▶ AUFGABEN:
- 1) Gib den Textauszug beginnend mit „Bekanntlich sind die“ und weiter bis einschließlich „zu begleichen sucht.“ wieder und aktualisiere dabei „Landmann“ zu „Landwirt“.
- 2) Wer macht laut dem Textauszug nach einer Bereisung seines Bezirks Vorschläge zur Verbesserung von Handel und Gewerbe?
- 3) Kannst du den Absatz des Textauszugs, der mit „Nach einer Bereisung seines Bezirks“ beginnt, als Liste mit seinen wichtigsten Fakten wiedergeben?

▶ TEXTAUSZUG:
============================================================

Einschränkung des Hausierhandels der Juden auf den Dörfern

HStAM 70 Hessen-Rotenburgische Hofkanzlei Nr. 5169  
Laufzeit / Datum
1789
Bearbeitung
Uta Löwenstein

Stückangaben

Regest

Nach einer Bereisung seines Bezirks macht der Landrat Keudell von Schwebda verschiedene Vorschläge zur Verbesserung von Handel und Gewerbe. Er beklagt den Hang zum Luxus, Verstöße gegen die Kleiderordnung, die Einfuhr ausländischer Waren und fordert die Einschränkung des Hausierhandels der Juden auf den Dörfern.
Bekanntlich sind die Juden der groeßte Theil, ja durchgängig ¾ in schlechtesten Umstaenden, so deren Abgabs-Anlagen beweisen, häufige Beyspiele wären anzuführen, daß solche mit einem Handlungscapital von 10 – 20 Rthlr. jährlich soviel erwerben, daß sie alle ihre Abgiften püncktlich entrichten, ohngeachtet sie einen Arbeitstag weniger haben, sich und ihre Familie ernaehren. Dieses zeigt klar, daß der Landmann durch solche gedruckt wird. Händler und Juden im Ort schwatzen ihm ausländische Waren auf, geben Kredite, lassen sich mit Produkten, die sie dem Bauern zu geringem Preis und unter Wert abschwätzen, bezahlen und schreiben für die Kredite eine Rechnung mit doppelter Kreide. So gerät der Bauer in immer größere Schulden, die er mit neuen Krediten und Grundstücksverschreibungen zu begleichen sucht.

============================================================

▶ ANGEZEIGTE EINTRÄGE:
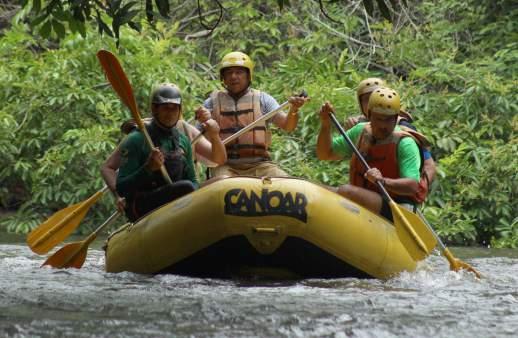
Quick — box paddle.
[223,90,308,144]
[27,186,108,255]
[329,112,437,261]
[41,211,120,269]
[97,50,173,184]
[329,112,481,278]
[191,90,308,146]
[417,209,482,279]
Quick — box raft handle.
[252,227,280,235]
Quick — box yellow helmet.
[219,52,254,82]
[368,87,401,115]
[356,77,387,98]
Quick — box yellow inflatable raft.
[106,177,416,279]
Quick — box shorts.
[211,161,290,177]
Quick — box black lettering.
[267,190,283,211]
[224,189,308,223]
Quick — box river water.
[0,234,518,338]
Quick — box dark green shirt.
[117,130,198,197]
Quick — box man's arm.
[116,132,156,197]
[263,92,309,132]
[365,137,421,196]
[195,107,227,165]
[317,102,342,160]
[180,134,200,188]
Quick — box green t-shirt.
[332,123,421,182]
[117,131,198,197]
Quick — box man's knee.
[336,184,357,199]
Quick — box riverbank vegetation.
[0,0,518,247]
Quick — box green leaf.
[277,0,290,11]
[40,21,52,39]
[32,0,41,13]
[52,20,65,39]
[376,0,392,21]
[363,0,374,16]
[155,0,170,18]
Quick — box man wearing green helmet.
[199,52,308,176]
[317,87,432,221]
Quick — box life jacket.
[211,89,271,164]
[142,122,187,190]
[120,117,195,142]
[349,123,429,203]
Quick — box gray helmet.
[151,83,182,105]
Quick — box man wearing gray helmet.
[116,84,219,221]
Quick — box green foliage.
[20,0,406,44]
[0,0,518,247]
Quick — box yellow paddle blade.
[390,201,437,261]
[41,241,88,269]
[27,186,108,255]
[97,50,141,126]
[27,202,91,255]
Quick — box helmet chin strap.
[153,112,181,131]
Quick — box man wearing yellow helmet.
[198,52,307,176]
[344,77,436,186]
[317,87,432,220]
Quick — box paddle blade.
[41,241,88,269]
[390,201,437,261]
[97,50,141,123]
[27,202,92,255]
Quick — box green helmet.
[356,77,386,98]
[218,52,254,81]
[151,83,182,105]
[369,87,401,115]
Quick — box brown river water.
[0,233,518,338]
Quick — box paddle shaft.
[223,90,308,144]
[191,101,289,146]
[97,50,173,184]
[77,210,121,252]
[191,101,289,146]
[329,112,428,252]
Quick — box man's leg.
[337,184,383,214]
[253,162,290,177]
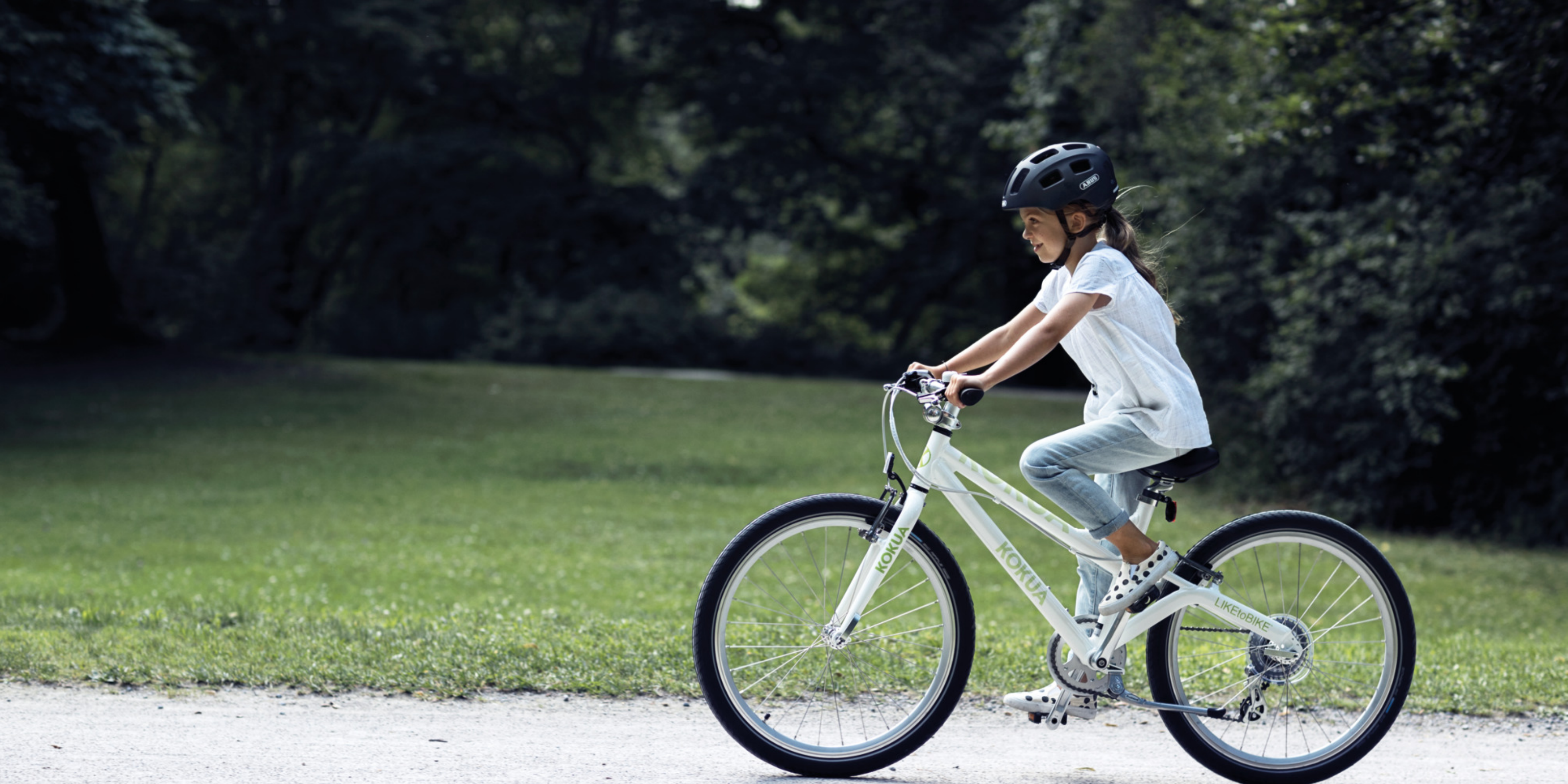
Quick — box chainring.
[1046,614,1127,696]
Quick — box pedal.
[1044,698,1068,729]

============================================================

▶ LÖSUNGEN:
- 1)
Bekanntlich sind die Juden der groeßte Theil, ja durchgängig ¾ in schlechtesten Umstaenden, so deren Abgabs-Anlagen beweisen, häufige Beyspiele wären anzuführen, daß solche mit einem Handlungscapital von 10 – 20 Rthlr. jährlich soviel erwerben, daß sie alle ihre Abgiften püncktlich entrichten, ohngeachtet sie einen Arbeitstag weniger haben, sich und ihre Familie ernaehren. Dieses zeigt klar, daß der Landwirt durch solche gedruckt wird. Händler und Juden im Ort schwatzen ihm ausländische Waren auf, geben Kredite, lassen sich mit Produkten, die sie dem Bauern zu geringem Preis und unter Wert abschwätzen, bezahlen und schreiben für die Kredite eine Rechnung mit doppelter Kreide. So gerät der Bauer in immer größere Schulden, die er mit neuen Krediten und Grundstücksverschreibungen zu begleichen sucht.

- 2) Der Landrat Keudell von Schwebda.

- 3)
- Der Landrat Keudell von Schwebda bereist seinen Bezirk und macht Vorschläge zur Verbesserung von Handel und Gewerbe.
- Er beklagt den Hang zum Luxus, Verstöße gegen die Kleiderordnung und die Einfuhr ausländischer Waren.
- Er fordert die Einschränkung des Hausierhandels der Juden auf den Dörfern.